:: GIVEN RECORDS ::

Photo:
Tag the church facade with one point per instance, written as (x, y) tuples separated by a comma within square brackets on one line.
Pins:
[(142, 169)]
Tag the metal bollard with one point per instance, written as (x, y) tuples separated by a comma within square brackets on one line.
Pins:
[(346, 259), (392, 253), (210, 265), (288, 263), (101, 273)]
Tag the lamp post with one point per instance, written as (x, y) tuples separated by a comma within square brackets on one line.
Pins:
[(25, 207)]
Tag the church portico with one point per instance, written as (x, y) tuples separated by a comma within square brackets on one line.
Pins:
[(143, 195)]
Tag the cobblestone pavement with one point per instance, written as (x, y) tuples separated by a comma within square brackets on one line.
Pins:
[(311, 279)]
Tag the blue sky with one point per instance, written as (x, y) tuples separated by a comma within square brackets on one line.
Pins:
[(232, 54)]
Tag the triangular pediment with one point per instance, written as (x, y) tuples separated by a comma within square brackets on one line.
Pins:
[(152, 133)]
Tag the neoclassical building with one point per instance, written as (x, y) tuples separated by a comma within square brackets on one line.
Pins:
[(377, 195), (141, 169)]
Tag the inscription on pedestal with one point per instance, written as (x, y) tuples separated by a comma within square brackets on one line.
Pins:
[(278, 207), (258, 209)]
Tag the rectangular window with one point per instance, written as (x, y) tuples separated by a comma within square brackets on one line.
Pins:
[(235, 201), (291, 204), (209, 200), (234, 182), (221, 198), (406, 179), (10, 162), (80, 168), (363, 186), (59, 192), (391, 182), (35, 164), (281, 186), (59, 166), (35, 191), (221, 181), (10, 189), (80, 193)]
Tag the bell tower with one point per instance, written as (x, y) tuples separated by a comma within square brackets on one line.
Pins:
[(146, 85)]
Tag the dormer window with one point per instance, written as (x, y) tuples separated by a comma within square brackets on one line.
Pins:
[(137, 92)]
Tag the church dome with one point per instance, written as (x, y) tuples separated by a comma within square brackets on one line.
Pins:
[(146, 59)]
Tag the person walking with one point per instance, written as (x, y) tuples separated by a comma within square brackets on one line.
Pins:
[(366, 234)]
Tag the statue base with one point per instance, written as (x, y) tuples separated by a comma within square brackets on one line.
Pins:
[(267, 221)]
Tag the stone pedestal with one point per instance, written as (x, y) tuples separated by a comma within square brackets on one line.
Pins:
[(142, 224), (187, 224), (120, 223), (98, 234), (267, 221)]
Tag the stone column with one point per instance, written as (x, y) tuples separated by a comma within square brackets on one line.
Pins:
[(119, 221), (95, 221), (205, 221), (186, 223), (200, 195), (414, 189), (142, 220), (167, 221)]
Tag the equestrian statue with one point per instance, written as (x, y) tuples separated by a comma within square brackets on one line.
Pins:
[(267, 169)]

:::
:: GIVEN RECORDS ::

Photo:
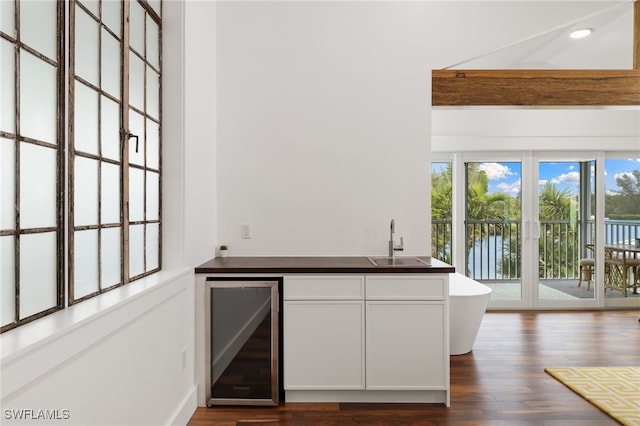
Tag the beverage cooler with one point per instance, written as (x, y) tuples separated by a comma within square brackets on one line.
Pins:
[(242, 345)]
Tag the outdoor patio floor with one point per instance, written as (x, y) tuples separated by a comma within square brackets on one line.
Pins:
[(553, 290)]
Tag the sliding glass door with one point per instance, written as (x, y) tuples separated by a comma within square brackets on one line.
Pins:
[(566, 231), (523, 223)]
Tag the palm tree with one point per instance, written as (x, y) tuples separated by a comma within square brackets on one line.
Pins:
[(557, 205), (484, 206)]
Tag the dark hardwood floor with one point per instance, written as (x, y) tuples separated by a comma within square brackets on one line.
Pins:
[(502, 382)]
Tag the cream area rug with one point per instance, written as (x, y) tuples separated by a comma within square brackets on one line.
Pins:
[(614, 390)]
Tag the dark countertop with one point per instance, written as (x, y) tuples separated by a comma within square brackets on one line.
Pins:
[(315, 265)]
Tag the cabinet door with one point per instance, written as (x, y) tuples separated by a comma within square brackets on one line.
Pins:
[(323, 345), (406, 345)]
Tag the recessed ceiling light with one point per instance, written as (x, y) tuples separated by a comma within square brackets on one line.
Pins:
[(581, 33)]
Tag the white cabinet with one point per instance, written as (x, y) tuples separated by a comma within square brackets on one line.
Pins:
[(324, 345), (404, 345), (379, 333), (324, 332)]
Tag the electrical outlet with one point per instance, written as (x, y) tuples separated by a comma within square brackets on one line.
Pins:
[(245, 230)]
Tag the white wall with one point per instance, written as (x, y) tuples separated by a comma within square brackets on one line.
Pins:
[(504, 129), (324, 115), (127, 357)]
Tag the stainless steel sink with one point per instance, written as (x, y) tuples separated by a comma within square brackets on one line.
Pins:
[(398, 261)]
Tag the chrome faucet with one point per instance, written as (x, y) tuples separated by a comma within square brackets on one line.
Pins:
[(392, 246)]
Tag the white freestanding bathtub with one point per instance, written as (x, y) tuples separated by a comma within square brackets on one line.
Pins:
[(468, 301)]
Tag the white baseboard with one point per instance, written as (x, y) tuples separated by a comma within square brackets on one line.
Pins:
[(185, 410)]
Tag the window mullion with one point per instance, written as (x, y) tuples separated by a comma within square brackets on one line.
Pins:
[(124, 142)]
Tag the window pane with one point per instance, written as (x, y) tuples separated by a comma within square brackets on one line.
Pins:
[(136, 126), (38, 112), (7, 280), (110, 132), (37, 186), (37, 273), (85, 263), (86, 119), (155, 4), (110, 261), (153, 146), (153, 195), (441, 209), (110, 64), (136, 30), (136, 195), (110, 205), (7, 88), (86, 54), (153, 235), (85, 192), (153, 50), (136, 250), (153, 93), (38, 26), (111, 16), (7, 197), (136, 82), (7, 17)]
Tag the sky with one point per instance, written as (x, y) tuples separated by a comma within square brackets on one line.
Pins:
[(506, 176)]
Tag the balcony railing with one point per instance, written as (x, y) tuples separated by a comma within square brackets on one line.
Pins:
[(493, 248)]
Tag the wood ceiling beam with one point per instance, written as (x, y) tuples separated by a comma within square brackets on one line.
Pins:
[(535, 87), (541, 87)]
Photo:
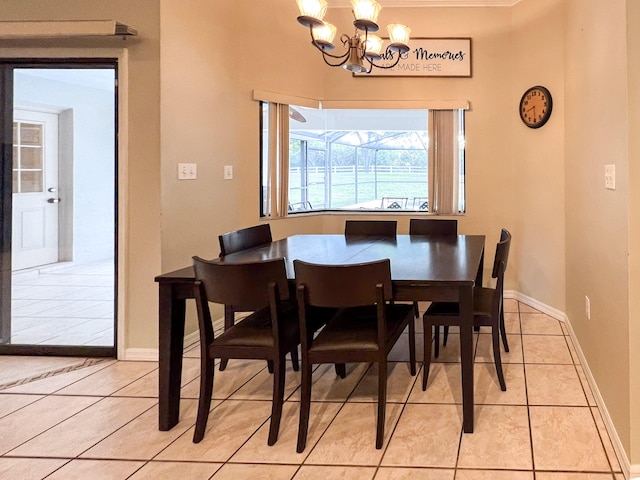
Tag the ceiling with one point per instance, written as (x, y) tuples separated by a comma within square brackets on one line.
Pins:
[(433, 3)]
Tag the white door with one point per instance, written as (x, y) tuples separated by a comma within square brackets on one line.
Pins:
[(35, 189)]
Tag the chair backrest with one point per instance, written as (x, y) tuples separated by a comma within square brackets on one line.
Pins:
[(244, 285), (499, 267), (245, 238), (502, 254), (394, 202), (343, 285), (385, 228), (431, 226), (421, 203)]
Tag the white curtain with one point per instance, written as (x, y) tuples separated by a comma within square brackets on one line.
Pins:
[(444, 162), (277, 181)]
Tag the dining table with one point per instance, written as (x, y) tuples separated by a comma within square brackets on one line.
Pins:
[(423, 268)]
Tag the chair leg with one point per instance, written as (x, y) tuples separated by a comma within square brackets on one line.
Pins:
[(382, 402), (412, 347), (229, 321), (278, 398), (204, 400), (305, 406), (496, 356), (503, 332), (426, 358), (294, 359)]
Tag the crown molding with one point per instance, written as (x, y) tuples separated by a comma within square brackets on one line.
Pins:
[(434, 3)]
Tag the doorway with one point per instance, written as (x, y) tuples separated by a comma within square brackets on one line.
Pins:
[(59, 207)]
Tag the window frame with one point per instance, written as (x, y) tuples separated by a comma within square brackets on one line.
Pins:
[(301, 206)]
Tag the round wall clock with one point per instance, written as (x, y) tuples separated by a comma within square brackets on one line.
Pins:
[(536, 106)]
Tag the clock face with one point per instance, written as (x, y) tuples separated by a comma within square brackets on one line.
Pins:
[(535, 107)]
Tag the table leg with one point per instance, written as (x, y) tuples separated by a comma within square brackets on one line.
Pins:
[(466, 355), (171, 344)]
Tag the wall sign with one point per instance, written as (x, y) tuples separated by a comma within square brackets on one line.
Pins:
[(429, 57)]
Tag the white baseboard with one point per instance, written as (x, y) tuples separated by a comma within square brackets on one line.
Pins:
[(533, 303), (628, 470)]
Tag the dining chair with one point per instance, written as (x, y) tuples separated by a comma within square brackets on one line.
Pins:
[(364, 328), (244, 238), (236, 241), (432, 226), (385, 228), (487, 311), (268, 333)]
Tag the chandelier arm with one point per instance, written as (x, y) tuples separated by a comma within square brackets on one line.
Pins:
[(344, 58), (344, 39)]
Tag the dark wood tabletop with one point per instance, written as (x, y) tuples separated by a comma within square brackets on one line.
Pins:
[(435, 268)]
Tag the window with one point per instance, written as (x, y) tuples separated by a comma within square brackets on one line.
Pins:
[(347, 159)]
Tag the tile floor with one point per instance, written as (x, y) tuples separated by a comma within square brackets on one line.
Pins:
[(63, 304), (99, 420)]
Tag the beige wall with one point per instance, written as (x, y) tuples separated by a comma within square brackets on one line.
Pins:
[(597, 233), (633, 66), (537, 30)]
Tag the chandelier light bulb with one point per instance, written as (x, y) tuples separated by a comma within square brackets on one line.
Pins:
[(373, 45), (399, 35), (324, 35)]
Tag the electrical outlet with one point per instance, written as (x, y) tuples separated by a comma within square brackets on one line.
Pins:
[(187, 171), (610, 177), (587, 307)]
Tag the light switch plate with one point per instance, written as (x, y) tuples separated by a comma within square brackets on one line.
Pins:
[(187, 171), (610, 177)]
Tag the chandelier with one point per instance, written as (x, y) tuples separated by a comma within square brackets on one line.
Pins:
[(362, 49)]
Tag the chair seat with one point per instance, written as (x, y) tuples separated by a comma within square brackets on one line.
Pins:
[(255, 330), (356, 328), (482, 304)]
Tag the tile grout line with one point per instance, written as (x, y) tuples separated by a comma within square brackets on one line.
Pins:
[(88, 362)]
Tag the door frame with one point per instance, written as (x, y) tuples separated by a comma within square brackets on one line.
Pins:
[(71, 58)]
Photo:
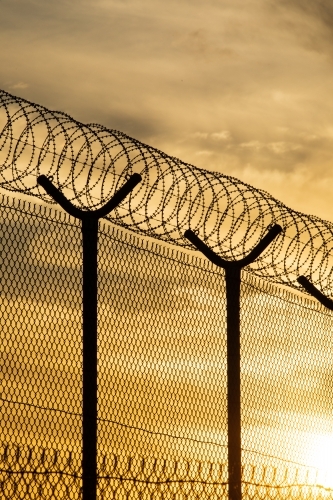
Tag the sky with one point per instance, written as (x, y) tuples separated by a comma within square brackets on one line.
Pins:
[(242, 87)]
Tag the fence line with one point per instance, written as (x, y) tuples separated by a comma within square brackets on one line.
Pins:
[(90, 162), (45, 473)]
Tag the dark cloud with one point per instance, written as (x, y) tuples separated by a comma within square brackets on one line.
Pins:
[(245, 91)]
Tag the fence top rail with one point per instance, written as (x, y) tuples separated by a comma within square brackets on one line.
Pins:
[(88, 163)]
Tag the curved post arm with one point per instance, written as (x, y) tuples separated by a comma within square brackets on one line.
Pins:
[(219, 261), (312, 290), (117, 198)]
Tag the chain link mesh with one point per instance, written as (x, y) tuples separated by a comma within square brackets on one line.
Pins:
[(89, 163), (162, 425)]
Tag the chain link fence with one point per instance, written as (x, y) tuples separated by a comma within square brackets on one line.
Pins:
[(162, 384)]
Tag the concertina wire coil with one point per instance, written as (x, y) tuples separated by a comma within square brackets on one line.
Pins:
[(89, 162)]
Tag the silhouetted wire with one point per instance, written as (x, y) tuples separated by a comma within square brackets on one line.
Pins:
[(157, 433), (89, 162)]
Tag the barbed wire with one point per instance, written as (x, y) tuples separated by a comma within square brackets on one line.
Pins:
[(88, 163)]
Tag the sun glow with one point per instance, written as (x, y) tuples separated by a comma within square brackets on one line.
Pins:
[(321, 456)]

:::

▶ [CHALLENGE]:
Express the records above, from the line containing "Tag the chandelier light" through the line containing "[(255, 330), (356, 328), (482, 304)]" (both included), as a two-column CSV with the columns instruction and points, one row per record. Put each value in its own quoted field and turn any line breaks into spaces.

▶ [REPLY TO THE TASK]:
instruction,points
"Tag the chandelier light bulb with one point per instance, written as (x, y) tuples separated by a comma within square brackets on one line. Pins:","[(373, 45), (399, 35), (324, 35)]"
"Tag the electrical outlet with one point per instance, written as (x, y) tuples separated by a comma within square brackets on one line. Pins:","[(187, 171), (610, 177), (587, 307)]"
"Tag the light switch plate with one point per instance, written as (x, y) tuples separated by a comma within square brackets on one line. Pins:","[(187, 171), (610, 177)]"
"Tag the chandelier with one point per instance, written as (x, y) tuples separated by a comma within square brackets on one line. Pins:","[(362, 49)]"
"Tag the chair seat with one point per instance, written as (x, y) tuples separated by a comma within square brackets on one line. Pins:","[(255, 330), (356, 328), (482, 304)]"